- **TASK ITEM**: Update the lines starting at the beginning of the lines below and ending with the line that contains "positive clicks: (175, 208)" by replacing "rough mask" with "coarse mask" and changing nothing else. Leave the pictures out of your answer.

- **TASK INPUT**:

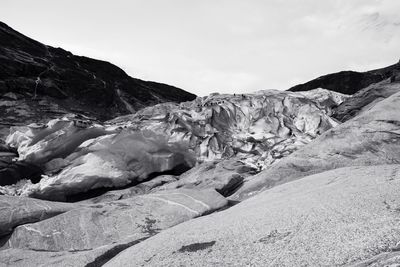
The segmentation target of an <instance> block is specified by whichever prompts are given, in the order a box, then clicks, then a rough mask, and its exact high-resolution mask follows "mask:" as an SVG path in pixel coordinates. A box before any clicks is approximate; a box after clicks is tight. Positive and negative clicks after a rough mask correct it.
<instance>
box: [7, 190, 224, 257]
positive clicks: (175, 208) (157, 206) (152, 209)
mask: <svg viewBox="0 0 400 267" xmlns="http://www.w3.org/2000/svg"><path fill="white" fill-rule="evenodd" d="M225 205H227V200H226V199H225V198H224V197H222V196H221V195H220V194H218V193H217V192H215V191H214V190H202V191H196V190H189V189H186V190H185V189H181V190H175V191H165V192H160V193H157V194H155V193H154V194H147V195H141V196H136V197H132V198H128V199H124V200H119V201H111V202H106V203H99V204H94V205H86V206H83V207H81V208H78V209H74V210H71V211H69V212H66V213H63V214H61V215H59V216H55V217H53V218H50V219H47V220H44V221H41V222H38V223H33V224H25V225H22V226H19V227H17V228H16V229H15V230H14V232H13V234H12V235H11V237H10V239H9V240H8V243H7V244H8V248H18V249H29V250H41V251H83V250H89V249H93V248H96V247H100V246H104V245H108V244H112V243H115V242H119V241H122V240H125V239H126V238H130V237H134V239H135V240H137V239H140V238H145V237H148V236H151V235H154V234H156V233H158V232H160V231H161V230H163V229H166V228H169V227H171V226H174V225H176V224H179V223H182V222H184V221H187V220H189V219H192V218H195V217H198V216H201V215H204V214H207V213H210V212H212V211H214V210H217V209H220V208H222V207H224V206H225Z"/></svg>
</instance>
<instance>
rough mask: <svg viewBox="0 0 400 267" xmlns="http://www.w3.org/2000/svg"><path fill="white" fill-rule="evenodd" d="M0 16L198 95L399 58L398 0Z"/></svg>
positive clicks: (359, 70)
mask: <svg viewBox="0 0 400 267" xmlns="http://www.w3.org/2000/svg"><path fill="white" fill-rule="evenodd" d="M0 20H1V21H3V22H5V23H7V24H8V25H9V26H11V27H13V28H14V29H16V30H18V31H20V32H22V33H23V34H25V35H28V36H29V37H32V38H34V39H36V40H38V41H41V42H43V43H45V44H48V45H52V46H59V47H62V48H64V49H66V50H69V51H71V52H73V53H74V54H78V55H85V56H89V57H93V58H98V59H103V60H107V61H110V62H112V63H114V64H116V65H118V66H119V67H121V68H122V69H124V70H125V71H126V72H127V73H128V74H130V75H131V76H134V77H137V78H140V79H145V80H153V81H158V82H164V83H168V84H171V85H175V86H178V87H180V88H183V89H185V90H187V91H190V92H193V93H195V94H197V95H206V94H209V93H211V92H231V93H233V92H252V91H257V90H262V89H287V88H289V87H291V86H293V85H296V84H298V83H303V82H306V81H308V80H310V79H313V78H316V77H318V76H320V75H323V74H327V73H331V72H337V71H341V70H350V69H351V70H357V71H365V70H369V69H373V68H378V67H384V66H387V65H390V64H393V63H395V62H397V61H398V60H399V58H400V0H241V1H239V0H196V1H195V0H112V1H110V0H57V1H55V0H34V1H33V0H0Z"/></svg>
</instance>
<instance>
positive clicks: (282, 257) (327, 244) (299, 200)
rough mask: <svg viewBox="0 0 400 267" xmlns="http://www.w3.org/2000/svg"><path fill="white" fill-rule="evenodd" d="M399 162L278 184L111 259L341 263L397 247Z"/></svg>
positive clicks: (149, 239)
mask: <svg viewBox="0 0 400 267" xmlns="http://www.w3.org/2000/svg"><path fill="white" fill-rule="evenodd" d="M399 206H400V165H382V166H370V167H365V166H363V167H348V168H342V169H336V170H332V171H328V172H324V173H321V174H316V175H313V176H309V177H307V178H304V179H301V180H298V181H294V182H291V183H287V184H284V185H280V186H277V187H275V188H272V189H270V190H268V191H265V192H263V193H261V194H259V195H257V196H255V197H253V198H251V199H248V200H246V201H244V202H242V203H240V204H238V205H236V206H234V207H232V208H230V209H228V210H225V211H222V212H219V213H216V214H212V215H210V216H206V217H202V218H198V219H195V220H191V221H189V222H186V223H183V224H180V225H178V226H176V227H173V228H170V229H168V230H166V231H163V232H162V233H160V234H158V235H156V236H154V237H152V238H150V239H147V240H146V241H144V242H142V243H140V244H138V245H135V246H132V247H131V248H129V249H127V250H125V251H123V252H121V253H120V254H119V255H117V256H116V257H115V258H113V259H112V260H111V261H109V262H108V264H106V266H265V265H268V266H337V265H344V264H350V263H358V262H360V261H362V260H367V259H370V258H372V257H374V256H376V255H379V254H381V253H386V252H390V251H394V250H396V249H397V246H396V245H397V244H398V242H399V240H400V221H399V214H398V208H399Z"/></svg>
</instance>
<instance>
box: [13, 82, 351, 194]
mask: <svg viewBox="0 0 400 267" xmlns="http://www.w3.org/2000/svg"><path fill="white" fill-rule="evenodd" d="M344 98H345V96H344V95H340V94H336V93H333V92H330V91H328V90H324V89H317V90H314V91H312V92H307V94H305V93H293V92H286V91H285V92H283V91H276V90H268V91H261V92H258V93H255V94H246V95H218V94H214V95H210V96H207V97H198V98H197V99H196V100H194V101H190V102H184V103H180V104H176V103H164V104H158V105H155V106H152V107H147V108H145V109H143V110H140V111H138V112H137V113H135V114H132V115H127V116H123V117H119V118H116V119H114V120H111V121H108V122H106V123H104V124H103V125H100V124H96V123H93V122H91V121H90V120H87V119H80V118H76V117H64V118H62V119H57V120H52V121H50V122H49V123H48V124H47V125H29V126H25V127H15V128H13V129H12V130H11V134H10V135H9V136H8V138H7V143H8V144H9V145H10V146H13V147H17V148H18V152H19V155H20V158H19V159H20V160H24V161H27V162H30V163H33V164H37V165H40V166H41V167H42V168H43V169H44V170H45V172H46V173H47V176H46V177H44V178H43V179H42V180H41V182H40V183H38V184H35V185H32V184H30V183H26V184H25V185H24V187H23V188H22V189H21V190H19V192H21V194H22V195H31V196H32V195H33V196H37V197H41V198H46V199H63V198H65V196H68V195H71V194H77V193H81V192H85V191H88V190H91V189H94V188H100V187H121V186H125V185H127V184H129V183H131V182H140V181H143V180H145V179H147V178H148V177H149V176H150V175H152V174H154V173H162V172H165V171H171V170H173V169H174V168H177V167H178V166H187V167H193V166H194V165H195V164H196V163H201V162H205V161H213V160H220V159H225V158H235V159H237V160H241V161H242V162H245V163H246V164H248V165H250V166H252V167H255V168H257V169H259V170H261V169H264V168H266V167H267V166H269V165H270V164H272V163H274V162H276V161H277V160H279V159H281V158H283V157H285V156H287V155H289V154H290V153H292V152H293V151H295V150H297V149H298V148H299V147H301V146H302V145H304V144H307V143H309V142H310V141H311V140H313V139H314V138H315V137H316V136H318V135H319V134H321V133H322V132H324V131H326V130H328V129H330V128H332V127H334V126H336V125H337V122H336V121H335V120H334V119H332V118H331V117H330V116H329V115H331V107H332V106H333V105H335V104H336V105H337V104H338V103H340V101H343V99H344Z"/></svg>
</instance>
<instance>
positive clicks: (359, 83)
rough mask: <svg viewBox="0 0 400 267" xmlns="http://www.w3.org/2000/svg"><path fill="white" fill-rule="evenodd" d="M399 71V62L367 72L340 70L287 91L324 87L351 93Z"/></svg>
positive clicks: (292, 90) (332, 89) (296, 91)
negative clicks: (340, 70)
mask: <svg viewBox="0 0 400 267" xmlns="http://www.w3.org/2000/svg"><path fill="white" fill-rule="evenodd" d="M399 73H400V63H396V64H393V65H391V66H388V67H385V68H382V69H376V70H371V71H367V72H356V71H341V72H338V73H333V74H328V75H324V76H321V77H318V78H317V79H314V80H311V81H309V82H306V83H304V84H299V85H296V86H294V87H292V88H290V89H289V91H292V92H299V91H309V90H313V89H317V88H324V89H328V90H331V91H334V92H339V93H342V94H347V95H351V94H354V93H356V92H358V91H359V90H361V89H363V88H365V87H367V86H369V85H371V84H374V83H378V82H381V81H383V80H386V79H390V78H391V77H396V76H397V75H398V74H399Z"/></svg>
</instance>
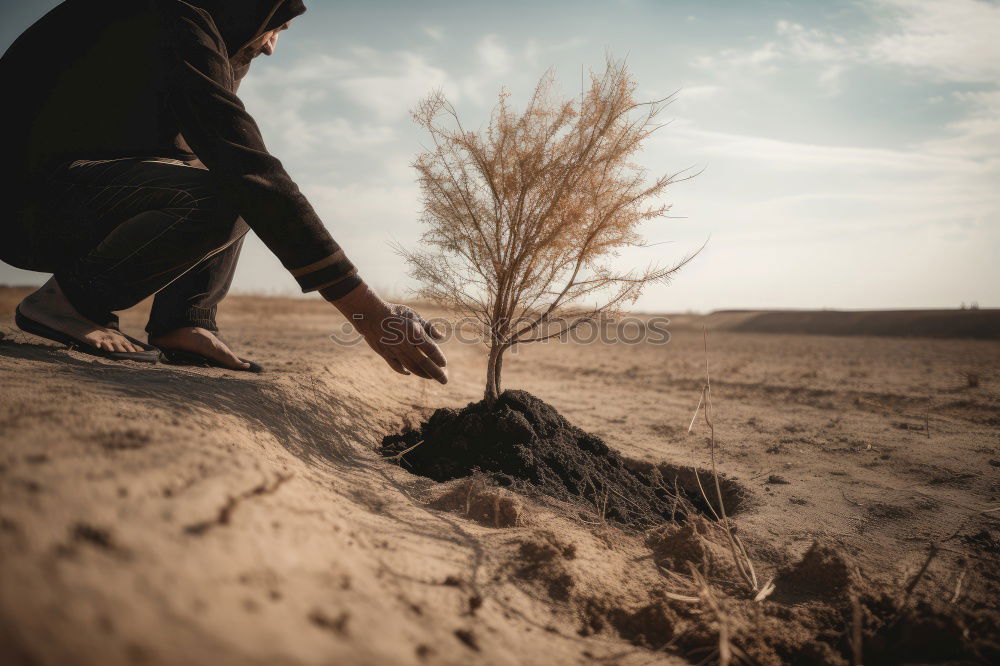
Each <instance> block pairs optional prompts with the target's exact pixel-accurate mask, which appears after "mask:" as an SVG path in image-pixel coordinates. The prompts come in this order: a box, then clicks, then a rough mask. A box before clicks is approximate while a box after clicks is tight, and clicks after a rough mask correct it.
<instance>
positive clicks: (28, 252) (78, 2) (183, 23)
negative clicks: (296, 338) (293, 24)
mask: <svg viewBox="0 0 1000 666" xmlns="http://www.w3.org/2000/svg"><path fill="white" fill-rule="evenodd" d="M304 11H305V6H304V5H303V4H302V2H301V0H190V1H189V2H182V1H181V0H66V1H65V2H63V3H62V4H60V5H59V6H58V7H56V8H55V9H53V10H52V11H51V12H49V13H48V14H47V15H46V16H45V17H43V18H42V19H41V20H39V21H38V22H37V23H35V24H34V25H33V26H32V27H31V28H29V29H28V30H27V31H26V32H25V33H24V34H23V35H21V36H20V37H19V38H18V40H17V41H16V42H14V44H13V45H12V46H11V47H10V49H8V51H7V52H6V53H5V54H4V56H3V58H2V60H0V87H2V89H3V90H4V91H5V92H6V99H7V102H6V103H5V104H4V107H5V109H4V111H5V115H6V116H7V118H6V128H7V133H8V135H7V141H6V146H5V153H6V154H5V156H4V158H3V160H2V166H0V168H2V174H0V175H2V181H0V189H2V190H3V191H4V194H5V197H4V201H5V203H8V202H11V201H13V202H14V205H15V207H16V209H17V214H15V215H10V214H9V213H5V214H4V215H3V216H0V238H3V239H4V242H3V244H2V247H0V259H2V260H3V261H5V262H7V263H10V264H13V265H14V266H18V267H21V268H26V269H29V270H38V271H44V272H54V271H55V270H56V269H57V268H58V267H56V266H50V265H46V262H45V260H44V259H43V258H42V257H44V255H45V253H44V252H42V251H40V249H39V245H40V244H41V243H44V242H45V239H44V238H39V237H38V236H39V234H37V233H33V231H37V227H34V226H33V225H35V224H37V223H36V222H35V212H36V211H35V202H36V201H37V200H38V197H39V196H41V194H40V187H39V184H40V182H41V181H42V179H43V178H44V177H45V174H46V173H47V172H48V171H49V170H51V169H52V168H53V167H54V166H55V165H58V164H61V163H64V162H66V161H68V160H73V159H87V160H95V159H109V158H118V157H171V158H176V159H181V160H185V161H193V160H194V158H195V157H197V159H198V160H200V161H201V162H202V163H203V164H204V165H205V166H206V167H207V168H208V169H209V173H210V174H211V177H212V178H213V179H214V180H215V182H216V183H217V184H218V188H219V193H220V194H221V195H222V196H223V197H224V198H225V199H226V200H228V201H229V202H230V203H231V204H232V205H233V206H234V208H235V209H236V210H237V211H239V214H240V215H241V216H242V217H243V219H244V220H246V222H247V224H249V225H250V227H251V228H252V229H253V230H254V231H255V232H256V233H257V235H258V236H259V237H260V238H261V240H263V241H264V243H265V244H266V245H267V246H268V248H270V250H271V251H272V252H274V254H275V255H276V256H277V257H278V259H280V260H281V262H282V264H284V266H285V267H286V268H287V269H288V270H289V271H290V272H291V273H292V275H294V276H295V278H296V279H297V280H298V282H299V284H300V286H301V287H302V289H303V291H313V290H317V289H322V291H323V294H324V295H325V296H327V297H328V298H337V297H339V296H341V295H343V294H345V293H347V292H348V291H350V289H352V288H354V287H355V286H357V285H358V284H360V279H359V278H358V277H357V275H356V270H355V268H354V266H353V265H352V264H351V262H350V261H349V260H348V259H347V257H346V256H345V255H344V253H343V251H342V250H341V249H340V247H339V246H338V245H337V244H336V242H334V240H333V239H332V238H331V237H330V234H329V233H328V232H327V230H326V228H325V227H324V226H323V223H322V222H321V221H320V219H319V217H318V216H317V215H316V213H315V211H314V210H313V208H312V206H310V204H309V202H308V201H306V199H305V197H304V196H303V195H302V193H301V192H300V191H299V189H298V187H297V186H296V185H295V183H294V182H293V181H292V179H291V178H290V177H289V176H288V174H287V173H286V172H285V169H284V167H282V165H281V162H280V161H278V159H276V158H275V157H273V156H271V155H270V154H269V153H268V151H267V149H266V148H265V147H264V142H263V140H262V139H261V135H260V131H259V130H258V128H257V125H256V123H255V122H254V120H253V118H251V117H250V115H249V114H248V113H247V112H246V110H245V109H244V107H243V104H242V102H240V99H239V98H238V97H237V96H236V89H237V87H238V84H239V80H240V78H242V75H243V74H245V73H246V72H245V69H244V71H234V69H233V66H232V65H231V64H230V60H229V58H230V56H232V55H235V54H236V52H237V51H239V49H240V48H241V47H243V46H244V45H246V44H248V43H249V42H251V41H252V40H254V39H255V38H256V37H259V36H260V35H262V34H263V33H264V32H266V31H268V30H271V29H273V28H276V27H278V26H280V25H282V24H284V23H285V22H287V21H289V20H290V19H292V18H293V17H295V16H297V15H299V14H301V13H303V12H304ZM192 153H193V154H192Z"/></svg>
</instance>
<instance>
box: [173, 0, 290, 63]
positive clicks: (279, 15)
mask: <svg viewBox="0 0 1000 666" xmlns="http://www.w3.org/2000/svg"><path fill="white" fill-rule="evenodd" d="M189 1H190V3H191V4H192V5H194V6H196V7H201V8H202V9H204V10H205V11H207V12H208V13H209V14H211V16H212V20H213V21H215V25H216V27H217V28H218V29H219V32H220V33H221V34H222V39H223V41H225V43H226V50H227V51H228V52H229V56H230V57H232V56H234V55H235V54H236V52H237V51H239V50H240V49H241V48H243V47H244V46H246V45H247V44H249V43H250V42H252V41H253V40H254V39H256V38H257V37H260V36H261V35H262V34H264V33H265V32H267V31H268V30H274V29H275V28H277V27H278V26H280V25H282V24H284V23H287V22H288V21H291V20H292V19H293V18H295V17H296V16H299V15H301V14H304V13H305V11H306V6H305V4H303V2H302V0H189Z"/></svg>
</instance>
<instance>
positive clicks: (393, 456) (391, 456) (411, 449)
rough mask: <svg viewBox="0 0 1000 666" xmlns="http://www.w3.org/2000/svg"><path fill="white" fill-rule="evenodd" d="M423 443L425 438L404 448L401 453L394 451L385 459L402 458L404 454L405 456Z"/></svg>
mask: <svg viewBox="0 0 1000 666" xmlns="http://www.w3.org/2000/svg"><path fill="white" fill-rule="evenodd" d="M423 443H424V440H420V441H419V442H417V443H416V444H414V445H413V446H411V447H410V448H408V449H404V450H402V451H400V452H399V453H394V454H393V455H391V456H386V457H385V459H386V460H402V459H403V456H405V455H406V454H407V453H409V452H410V451H412V450H413V449H415V448H417V447H418V446H420V445H421V444H423Z"/></svg>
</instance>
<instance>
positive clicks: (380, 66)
mask: <svg viewBox="0 0 1000 666" xmlns="http://www.w3.org/2000/svg"><path fill="white" fill-rule="evenodd" d="M383 60H384V62H383V63H382V64H381V66H379V64H377V63H373V64H375V66H374V67H371V68H370V69H369V71H370V70H379V69H382V70H383V72H384V73H380V74H367V75H364V76H351V77H347V78H343V79H340V80H339V81H337V82H336V83H335V85H336V86H337V88H339V89H340V90H341V91H342V92H344V93H345V94H346V95H347V96H348V98H350V99H351V100H352V101H353V102H355V103H356V104H358V105H360V106H363V107H365V108H367V109H368V110H369V111H371V112H373V113H374V114H375V115H376V117H378V118H380V119H382V120H383V121H387V120H393V119H398V118H402V117H405V116H406V115H407V114H408V113H409V111H410V109H411V108H412V107H413V106H414V105H415V104H416V102H417V101H418V100H419V99H420V98H421V97H423V96H425V95H427V93H429V92H430V91H432V90H435V89H437V88H443V89H445V92H446V93H447V94H449V95H450V96H452V97H457V96H458V93H459V91H458V88H457V87H456V86H454V85H452V84H451V82H450V80H449V78H448V74H447V73H446V72H445V71H444V70H443V69H441V68H440V67H436V66H434V65H431V64H430V63H428V62H427V61H426V60H425V59H424V57H423V56H420V55H417V54H414V53H409V52H406V51H402V52H398V53H395V54H392V55H390V56H388V57H383ZM386 70H387V71H386Z"/></svg>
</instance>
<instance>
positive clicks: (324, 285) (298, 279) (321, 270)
mask: <svg viewBox="0 0 1000 666" xmlns="http://www.w3.org/2000/svg"><path fill="white" fill-rule="evenodd" d="M357 272H358V269H357V268H355V267H354V264H352V263H351V262H350V261H348V260H347V258H346V257H345V258H344V259H342V260H341V261H338V262H337V263H335V264H330V265H329V266H327V267H326V268H321V269H319V270H318V271H313V272H311V273H309V274H308V275H303V276H301V277H297V278H295V279H296V280H298V282H299V287H301V288H302V291H316V290H317V289H322V288H323V287H326V286H329V285H332V284H335V283H336V282H337V281H338V280H343V279H344V278H346V277H348V276H350V275H353V274H354V273H357Z"/></svg>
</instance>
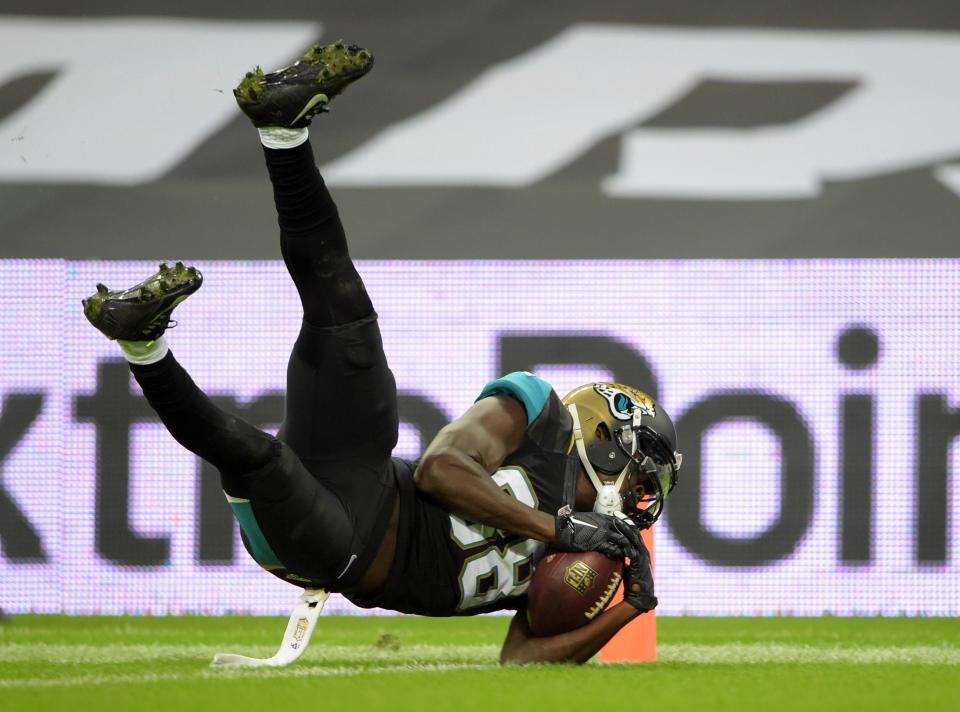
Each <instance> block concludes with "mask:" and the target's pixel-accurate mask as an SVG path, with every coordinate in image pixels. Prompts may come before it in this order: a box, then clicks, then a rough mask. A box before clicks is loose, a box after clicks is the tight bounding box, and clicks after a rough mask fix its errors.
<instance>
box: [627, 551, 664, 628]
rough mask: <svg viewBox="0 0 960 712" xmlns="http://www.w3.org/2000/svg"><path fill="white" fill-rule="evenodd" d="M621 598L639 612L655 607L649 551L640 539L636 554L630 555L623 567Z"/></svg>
mask: <svg viewBox="0 0 960 712" xmlns="http://www.w3.org/2000/svg"><path fill="white" fill-rule="evenodd" d="M623 600H624V601H626V602H627V603H629V604H630V605H631V606H633V607H634V608H636V609H637V610H638V611H640V612H641V613H646V612H647V611H652V610H653V609H654V608H656V607H657V597H656V596H654V595H653V570H652V569H651V567H650V552H649V551H647V547H646V546H644V544H643V540H641V541H640V548H639V549H638V550H637V555H636V556H631V557H630V564H629V565H627V564H624V567H623Z"/></svg>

- **RESPONSE**:
The segmentation target of an <instance> block is specified by whichever prompts are given, in the order a box, then clicks, then a coarse mask, and its exact high-resolution mask follows "mask:" as an SVG path in pixel coordinates. A box before any clicks is approximate; a box after clicks is tight. Positive and negative clicks after a coarse mask correct it.
<instance>
box: [7, 190, 224, 257]
positive clicks: (175, 208) (157, 206) (152, 209)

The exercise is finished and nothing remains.